--- Raw data ---

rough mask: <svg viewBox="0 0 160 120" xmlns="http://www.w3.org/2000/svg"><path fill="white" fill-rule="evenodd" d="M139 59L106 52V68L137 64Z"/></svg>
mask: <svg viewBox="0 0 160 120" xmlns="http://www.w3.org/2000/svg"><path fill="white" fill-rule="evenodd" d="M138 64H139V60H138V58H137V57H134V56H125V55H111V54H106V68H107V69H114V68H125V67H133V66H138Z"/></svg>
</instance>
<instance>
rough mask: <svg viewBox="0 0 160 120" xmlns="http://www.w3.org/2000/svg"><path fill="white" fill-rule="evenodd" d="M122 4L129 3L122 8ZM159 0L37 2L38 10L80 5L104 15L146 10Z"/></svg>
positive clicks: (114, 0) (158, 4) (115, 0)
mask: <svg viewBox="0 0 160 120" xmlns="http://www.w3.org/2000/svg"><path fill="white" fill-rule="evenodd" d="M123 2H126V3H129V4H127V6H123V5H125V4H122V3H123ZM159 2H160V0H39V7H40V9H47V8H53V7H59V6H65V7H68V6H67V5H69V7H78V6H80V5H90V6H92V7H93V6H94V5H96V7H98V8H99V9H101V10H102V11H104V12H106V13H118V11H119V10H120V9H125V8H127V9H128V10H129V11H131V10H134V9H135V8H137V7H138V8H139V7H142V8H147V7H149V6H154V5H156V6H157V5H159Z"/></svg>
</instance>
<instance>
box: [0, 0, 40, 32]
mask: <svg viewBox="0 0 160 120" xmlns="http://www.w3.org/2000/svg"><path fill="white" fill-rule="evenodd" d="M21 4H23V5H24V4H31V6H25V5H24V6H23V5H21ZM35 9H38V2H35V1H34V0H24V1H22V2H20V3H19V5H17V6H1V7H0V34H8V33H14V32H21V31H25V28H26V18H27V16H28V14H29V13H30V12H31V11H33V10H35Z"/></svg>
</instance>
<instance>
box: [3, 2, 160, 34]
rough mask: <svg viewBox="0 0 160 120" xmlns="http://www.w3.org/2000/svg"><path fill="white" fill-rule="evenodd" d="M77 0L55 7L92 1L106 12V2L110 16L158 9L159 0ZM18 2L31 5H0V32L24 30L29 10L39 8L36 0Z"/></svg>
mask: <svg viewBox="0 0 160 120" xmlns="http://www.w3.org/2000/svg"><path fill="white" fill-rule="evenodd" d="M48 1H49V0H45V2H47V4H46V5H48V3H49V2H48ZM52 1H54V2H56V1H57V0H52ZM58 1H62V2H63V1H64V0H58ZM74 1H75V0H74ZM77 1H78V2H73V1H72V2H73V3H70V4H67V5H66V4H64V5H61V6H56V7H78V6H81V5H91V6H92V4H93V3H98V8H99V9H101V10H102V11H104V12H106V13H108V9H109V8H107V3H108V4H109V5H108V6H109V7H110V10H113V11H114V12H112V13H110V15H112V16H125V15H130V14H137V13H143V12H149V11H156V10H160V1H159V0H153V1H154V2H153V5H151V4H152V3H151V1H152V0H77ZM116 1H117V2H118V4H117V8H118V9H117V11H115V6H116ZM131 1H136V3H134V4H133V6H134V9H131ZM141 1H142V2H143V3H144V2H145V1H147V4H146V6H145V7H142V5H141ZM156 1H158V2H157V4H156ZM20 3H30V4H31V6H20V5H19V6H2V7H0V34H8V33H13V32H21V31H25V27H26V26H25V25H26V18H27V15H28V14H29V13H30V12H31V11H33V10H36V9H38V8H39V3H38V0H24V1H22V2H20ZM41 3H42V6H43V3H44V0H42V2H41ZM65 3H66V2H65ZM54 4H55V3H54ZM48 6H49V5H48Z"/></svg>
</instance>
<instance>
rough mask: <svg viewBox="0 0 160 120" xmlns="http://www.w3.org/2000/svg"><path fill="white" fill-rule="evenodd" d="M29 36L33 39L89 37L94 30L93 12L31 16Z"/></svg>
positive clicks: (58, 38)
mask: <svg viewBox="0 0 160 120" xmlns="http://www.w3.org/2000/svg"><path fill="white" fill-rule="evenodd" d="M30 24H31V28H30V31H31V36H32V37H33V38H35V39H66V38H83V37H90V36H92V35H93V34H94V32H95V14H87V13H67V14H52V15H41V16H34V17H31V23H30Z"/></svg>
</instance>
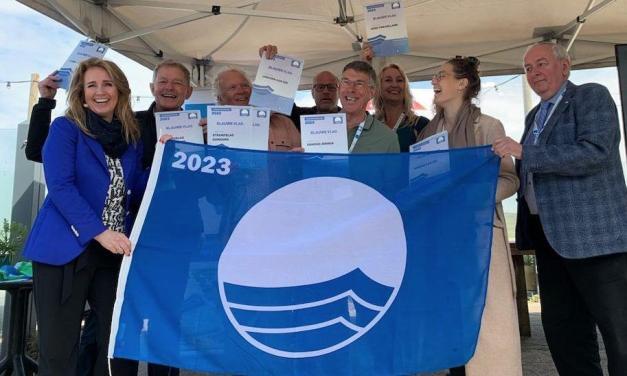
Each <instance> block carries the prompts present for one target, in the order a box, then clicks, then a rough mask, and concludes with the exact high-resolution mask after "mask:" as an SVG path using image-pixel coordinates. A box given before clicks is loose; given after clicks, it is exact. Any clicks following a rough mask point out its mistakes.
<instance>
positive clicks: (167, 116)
mask: <svg viewBox="0 0 627 376" xmlns="http://www.w3.org/2000/svg"><path fill="white" fill-rule="evenodd" d="M155 120H156V121H157V137H161V136H163V135H164V134H169V135H172V137H173V138H174V139H175V140H177V141H187V142H193V143H195V144H204V143H205V141H204V140H203V137H202V128H201V127H200V126H199V125H198V123H199V122H200V111H168V112H155Z"/></svg>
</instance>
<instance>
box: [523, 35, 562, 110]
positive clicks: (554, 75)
mask: <svg viewBox="0 0 627 376" xmlns="http://www.w3.org/2000/svg"><path fill="white" fill-rule="evenodd" d="M524 67H525V74H526V75H527V82H529V86H531V88H532V89H533V91H535V93H536V94H538V95H539V96H540V98H542V100H547V99H550V98H551V97H552V96H554V95H555V93H557V92H558V90H559V88H560V87H561V86H562V84H563V83H564V82H565V81H566V80H567V79H568V74H569V72H570V62H569V61H568V59H558V58H557V56H555V53H554V52H553V46H552V45H551V44H540V45H537V46H534V47H532V48H531V49H530V50H529V51H527V53H526V54H525V57H524Z"/></svg>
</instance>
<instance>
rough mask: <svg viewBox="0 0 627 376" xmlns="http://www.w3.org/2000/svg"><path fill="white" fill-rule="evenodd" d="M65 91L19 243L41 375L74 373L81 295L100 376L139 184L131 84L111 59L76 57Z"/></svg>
mask: <svg viewBox="0 0 627 376" xmlns="http://www.w3.org/2000/svg"><path fill="white" fill-rule="evenodd" d="M68 93H69V95H68V109H67V111H66V114H65V116H63V117H59V118H57V119H56V120H55V121H54V122H53V123H52V125H51V126H50V131H49V135H48V138H47V140H46V143H45V145H44V148H43V164H44V172H45V176H46V183H47V186H48V196H47V197H46V200H45V201H44V203H43V206H42V208H41V210H40V212H39V214H38V216H37V219H36V220H35V223H34V225H33V229H32V230H31V233H30V235H29V238H28V240H27V242H26V245H25V248H24V257H25V258H28V259H31V260H33V288H34V295H35V304H36V309H37V319H38V324H39V372H38V374H39V375H41V376H46V375H63V376H65V375H73V374H75V373H76V370H77V355H78V343H79V335H80V330H81V316H82V313H83V308H84V306H85V302H86V301H87V302H89V305H90V307H91V309H92V310H94V312H95V314H96V317H97V319H98V340H97V342H98V357H97V360H96V364H95V366H94V375H105V374H108V371H107V368H108V367H107V354H106V351H107V343H108V336H109V331H110V326H111V313H112V310H113V303H114V300H115V289H116V284H117V275H118V271H119V268H120V263H121V260H122V256H123V255H129V254H130V251H131V243H130V241H129V239H128V237H127V234H128V233H129V231H130V228H131V224H132V223H131V217H130V215H129V204H130V202H131V200H132V199H133V198H141V195H142V190H143V188H142V186H143V182H144V176H143V169H142V167H141V147H140V146H139V143H138V141H139V127H138V125H137V122H136V121H135V118H134V116H133V112H132V110H131V105H130V89H129V85H128V81H127V79H126V77H125V76H124V73H122V71H121V70H120V68H118V67H117V65H115V64H114V63H112V62H110V61H106V60H101V59H95V58H92V59H88V60H86V61H83V62H82V63H81V64H80V65H79V66H78V68H77V69H76V72H75V73H74V76H73V78H72V82H71V84H70V89H69V91H68Z"/></svg>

---

Extract every line of the entries above that contains the word "positive", matching case exactly.

**Your response**
positive clicks: (114, 0) (158, 4) (115, 0)
positive clicks: (58, 38)
positive clicks: (167, 116)
positive clicks: (554, 75)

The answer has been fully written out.